#### Exercise prompt
Turn every line of the items below into a Markdown table with two columns, Row for the row number and Line for the line, skipping blank lines and leaving the pictures out of the answer.

──────── Input

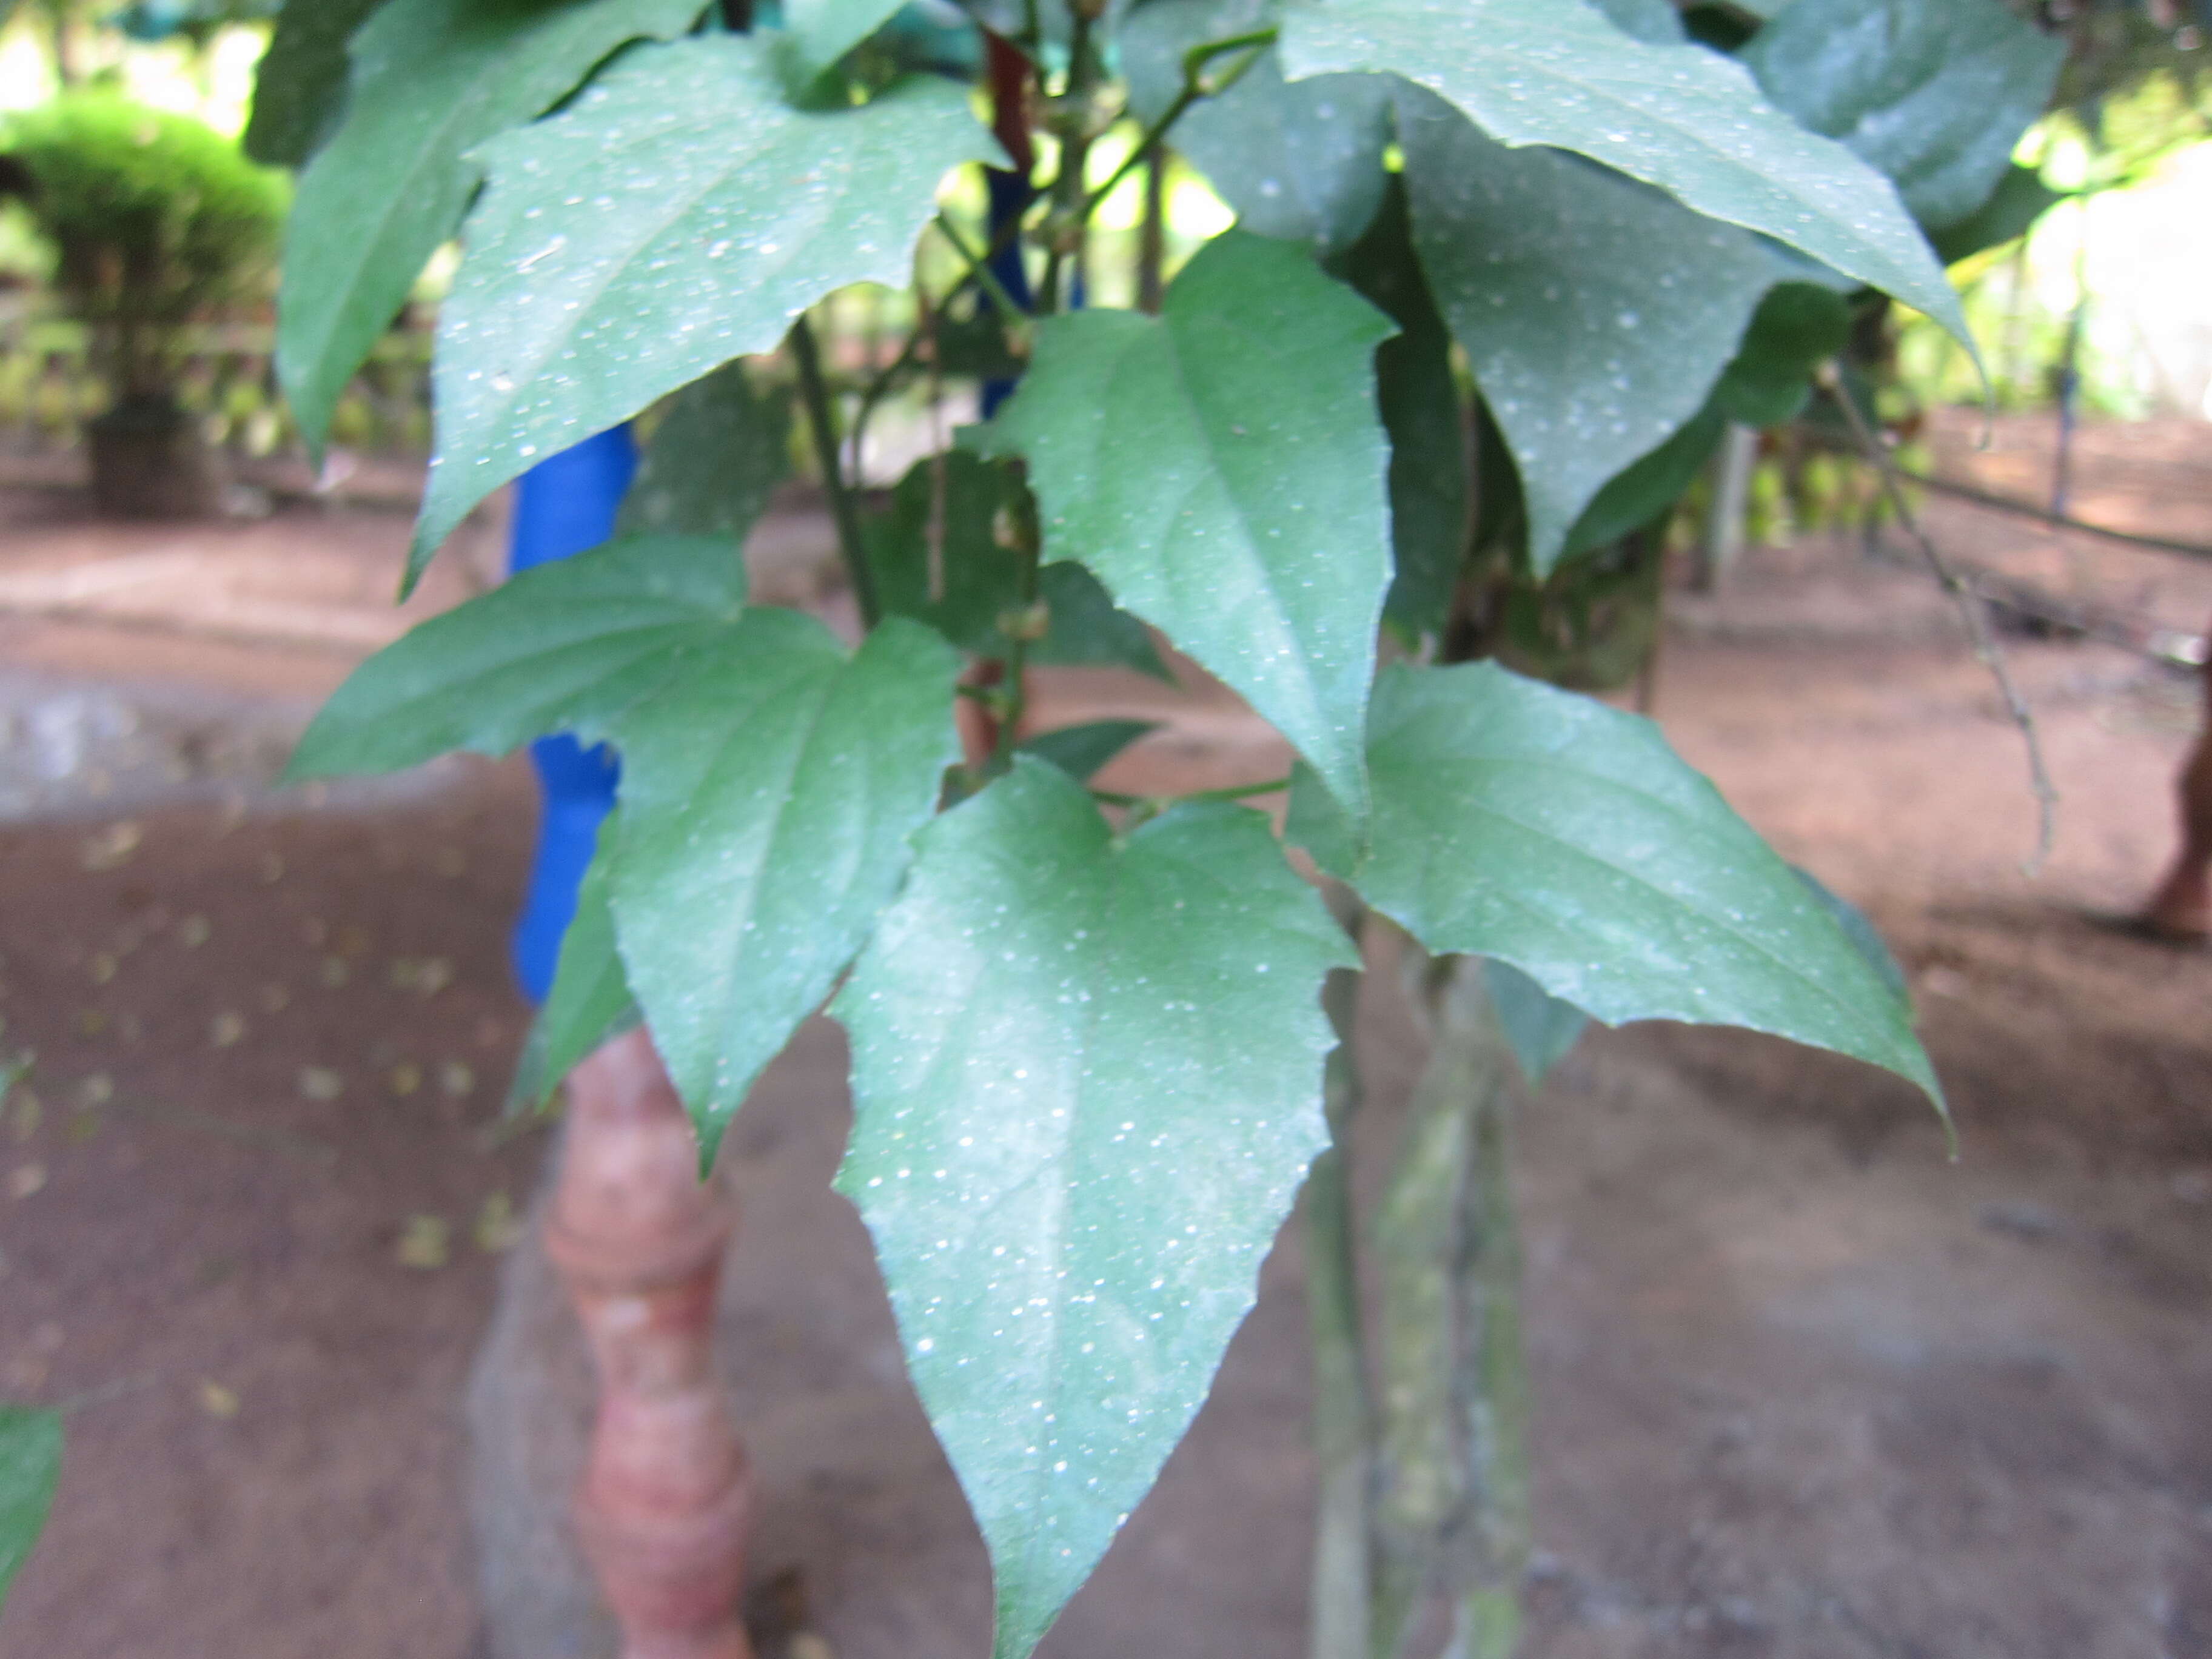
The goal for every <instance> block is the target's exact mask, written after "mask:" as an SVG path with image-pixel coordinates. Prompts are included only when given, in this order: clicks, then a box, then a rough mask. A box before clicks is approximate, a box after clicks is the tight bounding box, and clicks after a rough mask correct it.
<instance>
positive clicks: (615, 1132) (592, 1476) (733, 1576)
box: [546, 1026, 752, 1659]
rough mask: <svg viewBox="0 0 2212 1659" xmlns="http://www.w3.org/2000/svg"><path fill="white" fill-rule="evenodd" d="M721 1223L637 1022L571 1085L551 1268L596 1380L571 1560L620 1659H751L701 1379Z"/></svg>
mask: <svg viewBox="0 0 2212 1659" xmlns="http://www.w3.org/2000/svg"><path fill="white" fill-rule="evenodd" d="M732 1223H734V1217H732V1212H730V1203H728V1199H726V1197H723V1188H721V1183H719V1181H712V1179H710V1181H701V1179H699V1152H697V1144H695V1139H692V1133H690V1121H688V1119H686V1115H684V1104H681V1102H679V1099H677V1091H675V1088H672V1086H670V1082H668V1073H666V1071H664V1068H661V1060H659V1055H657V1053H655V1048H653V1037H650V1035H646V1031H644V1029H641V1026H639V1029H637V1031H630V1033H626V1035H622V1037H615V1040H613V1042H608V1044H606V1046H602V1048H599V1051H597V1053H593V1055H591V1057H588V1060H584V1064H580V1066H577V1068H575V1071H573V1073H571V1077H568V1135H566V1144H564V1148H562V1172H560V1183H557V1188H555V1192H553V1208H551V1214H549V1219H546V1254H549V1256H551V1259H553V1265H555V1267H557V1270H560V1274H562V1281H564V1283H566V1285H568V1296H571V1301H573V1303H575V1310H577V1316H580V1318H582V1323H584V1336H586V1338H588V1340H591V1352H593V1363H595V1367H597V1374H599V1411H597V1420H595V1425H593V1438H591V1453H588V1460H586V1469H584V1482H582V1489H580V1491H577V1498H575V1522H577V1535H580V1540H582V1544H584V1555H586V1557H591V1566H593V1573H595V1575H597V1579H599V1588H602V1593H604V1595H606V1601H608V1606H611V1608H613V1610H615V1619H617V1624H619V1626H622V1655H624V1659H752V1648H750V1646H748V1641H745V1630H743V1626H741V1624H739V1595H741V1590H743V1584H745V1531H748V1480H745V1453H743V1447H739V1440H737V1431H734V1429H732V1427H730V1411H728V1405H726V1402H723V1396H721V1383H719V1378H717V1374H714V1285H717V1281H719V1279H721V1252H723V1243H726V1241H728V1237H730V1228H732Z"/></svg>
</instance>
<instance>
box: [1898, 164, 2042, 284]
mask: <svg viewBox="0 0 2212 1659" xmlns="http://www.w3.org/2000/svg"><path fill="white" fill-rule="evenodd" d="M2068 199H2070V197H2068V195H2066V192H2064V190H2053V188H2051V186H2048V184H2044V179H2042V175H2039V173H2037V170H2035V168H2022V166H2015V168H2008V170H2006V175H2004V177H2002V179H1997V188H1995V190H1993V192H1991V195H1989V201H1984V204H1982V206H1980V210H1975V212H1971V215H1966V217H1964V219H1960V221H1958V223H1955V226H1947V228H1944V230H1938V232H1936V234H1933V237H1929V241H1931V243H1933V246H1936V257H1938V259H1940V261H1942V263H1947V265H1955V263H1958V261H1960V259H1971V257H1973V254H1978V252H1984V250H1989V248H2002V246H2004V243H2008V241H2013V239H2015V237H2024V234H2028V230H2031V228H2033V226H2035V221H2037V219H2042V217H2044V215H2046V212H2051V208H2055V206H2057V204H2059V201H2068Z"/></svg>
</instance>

────────────────

#### Solution to this task
| Row | Line |
|---|---|
| 1 | The goal for every <instance> block is the target's exact mask, written after "mask:" as an SVG path with image-pixel coordinates. Prompts are included only when given, in this order: clicks, then a box, then a rough mask. A box before clicks is approximate, a box after clicks is the tight bounding box, and clicks after a rough mask correct it. |
| 2 | <instance> |
| 3 | positive clicks: (615, 1132) (592, 1476) (733, 1576) |
| 4 | box: [546, 1026, 752, 1659] |
| 5 | rough mask: <svg viewBox="0 0 2212 1659" xmlns="http://www.w3.org/2000/svg"><path fill="white" fill-rule="evenodd" d="M721 1223L637 1022L571 1085L551 1268L596 1380L571 1560L620 1659H751L701 1379Z"/></svg> |
| 6 | mask: <svg viewBox="0 0 2212 1659" xmlns="http://www.w3.org/2000/svg"><path fill="white" fill-rule="evenodd" d="M732 1223H734V1217H732V1212H730V1203H728V1199H726V1197H723V1188H721V1183H719V1181H712V1179H710V1181H701V1179H699V1152H697V1144H695V1139H692V1133H690V1121H688V1119H686V1115H684V1104H681V1102H679V1099H677V1091H675V1088H672V1086H670V1082H668V1073H666V1071H664V1068H661V1060H659V1055H657V1053H655V1048H653V1037H650V1035H646V1031H644V1029H641V1026H639V1029H637V1031H630V1033H626V1035H622V1037H615V1040H613V1042H608V1044H606V1046H602V1048H599V1051H597V1053H593V1055H591V1057H588V1060H584V1064H580V1066H577V1068H575V1071H573V1073H571V1077H568V1135H566V1144H564V1148H562V1172H560V1183H557V1188H555V1192H553V1208H551V1214H549V1219H546V1254H549V1256H551V1259H553V1265H555V1267H557V1270H560V1274H562V1281H564V1283H566V1285H568V1296H571V1301H573V1303H575V1310H577V1316H580V1318H582V1323H584V1336H586V1338H588V1340H591V1352H593V1363H595V1367H597V1374H599V1411H597V1420H595V1425H593V1438H591V1453H588V1460H586V1469H584V1482H582V1489H580V1491H577V1498H575V1522H577V1535H580V1540H582V1544H584V1555H586V1557H591V1566H593V1573H595V1575H597V1579H599V1588H602V1593H604V1595H606V1601H608V1606H611V1608H613V1610H615V1619H617V1624H619V1626H622V1655H624V1659H752V1648H750V1646H748V1641H745V1630H743V1626H741V1624H739V1595H741V1590H743V1584H745V1531H748V1480H745V1453H743V1447H739V1440H737V1431H734V1429H732V1427H730V1411H728V1405H726V1402H723V1396H721V1383H719V1378H717V1374H714V1285H717V1281H719V1279H721V1252H723V1243H726V1241H728V1237H730V1228H732Z"/></svg> |
| 7 | </instance> |
| 8 | <instance> |
| 9 | box: [1898, 164, 2042, 284] |
| 10 | mask: <svg viewBox="0 0 2212 1659" xmlns="http://www.w3.org/2000/svg"><path fill="white" fill-rule="evenodd" d="M2068 199H2070V197H2068V195H2066V192H2064V190H2053V188H2051V186H2048V184H2044V179H2042V175H2039V173H2037V170H2035V168H2022V166H2015V168H2008V170H2006V175H2004V177H2002V179H1997V188H1995V190H1993V192H1991V195H1989V201H1984V204H1982V206H1980V210H1975V212H1971V215H1966V217H1964V219H1960V221H1958V223H1955V226H1947V228H1944V230H1938V232H1936V234H1933V237H1929V241H1931V243H1933V246H1936V257H1938V259H1940V261H1942V263H1947V265H1955V263H1958V261H1960V259H1971V257H1973V254H1978V252H1984V250H1989V248H2002V246H2004V243H2008V241H2013V239H2015V237H2024V234H2028V230H2031V228H2033V226H2035V221H2037V219H2042V217H2044V215H2046V212H2051V208H2055V206H2057V204H2059V201H2068Z"/></svg> |
| 11 | </instance> |